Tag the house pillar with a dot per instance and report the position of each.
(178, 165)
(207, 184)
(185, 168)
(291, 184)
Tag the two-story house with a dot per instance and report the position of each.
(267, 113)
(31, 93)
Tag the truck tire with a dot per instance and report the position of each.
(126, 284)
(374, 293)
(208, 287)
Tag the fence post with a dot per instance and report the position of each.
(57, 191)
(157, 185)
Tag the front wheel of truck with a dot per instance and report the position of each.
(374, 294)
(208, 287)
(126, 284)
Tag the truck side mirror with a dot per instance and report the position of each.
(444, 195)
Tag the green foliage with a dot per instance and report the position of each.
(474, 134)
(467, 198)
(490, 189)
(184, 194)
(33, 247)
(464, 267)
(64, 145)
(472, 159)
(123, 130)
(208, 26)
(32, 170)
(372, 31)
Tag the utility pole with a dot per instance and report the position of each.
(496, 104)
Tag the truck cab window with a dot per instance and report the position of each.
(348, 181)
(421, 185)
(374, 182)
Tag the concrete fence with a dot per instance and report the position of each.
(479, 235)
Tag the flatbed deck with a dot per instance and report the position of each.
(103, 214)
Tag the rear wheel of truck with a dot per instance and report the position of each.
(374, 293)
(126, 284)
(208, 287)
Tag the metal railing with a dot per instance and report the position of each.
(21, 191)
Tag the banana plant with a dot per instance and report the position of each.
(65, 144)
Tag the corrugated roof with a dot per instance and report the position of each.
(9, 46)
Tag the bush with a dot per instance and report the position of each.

* * * * * * * * *

REQUIREMENT: Set down the full listing. Keep every line exact.

ANSWER BELOW:
Tag the house pillar with a dot per instance and report the position of each.
(178, 165)
(207, 184)
(185, 168)
(291, 184)
Tag the two-story house with a dot per instance and report the position of each.
(267, 113)
(31, 93)
Tag the truck tire with a dot per instance and report the position of each.
(126, 284)
(374, 293)
(208, 287)
Tag the fence post with a dot per instance and report the position of each.
(57, 191)
(157, 185)
Tag the front wheel of truck with a dot per instance and report the position of each.
(374, 294)
(208, 287)
(126, 284)
Tag the truck side mirror with a dot per instance and report the position of each.
(444, 195)
Tag the green foliage with a dot per instance and report the position of each.
(474, 134)
(467, 198)
(490, 189)
(184, 194)
(33, 247)
(464, 267)
(64, 145)
(472, 159)
(123, 130)
(208, 26)
(32, 170)
(372, 31)
Tag the utility pole with a dot per instance and report the position of each.
(496, 104)
Tag the truck cab window with a dot per instance and report the position of each.
(348, 181)
(421, 185)
(374, 182)
Tag the concrete fence with a dot per instance and report the position of each.
(479, 235)
Tag the flatbed deck with a dot per instance and report the position of each.
(103, 214)
Tag the rear wheel of truck with a dot per instance and report the position of each.
(374, 293)
(126, 284)
(208, 287)
Tag the metal railing with a dot per instance and report the position of each.
(21, 191)
Tag the banana plant with a dot per instance and report the position of each.
(65, 144)
Tag the corrugated roof with a dot per instance and report the position of each.
(9, 46)
Tag the bush with a dot per instance and report the position of each.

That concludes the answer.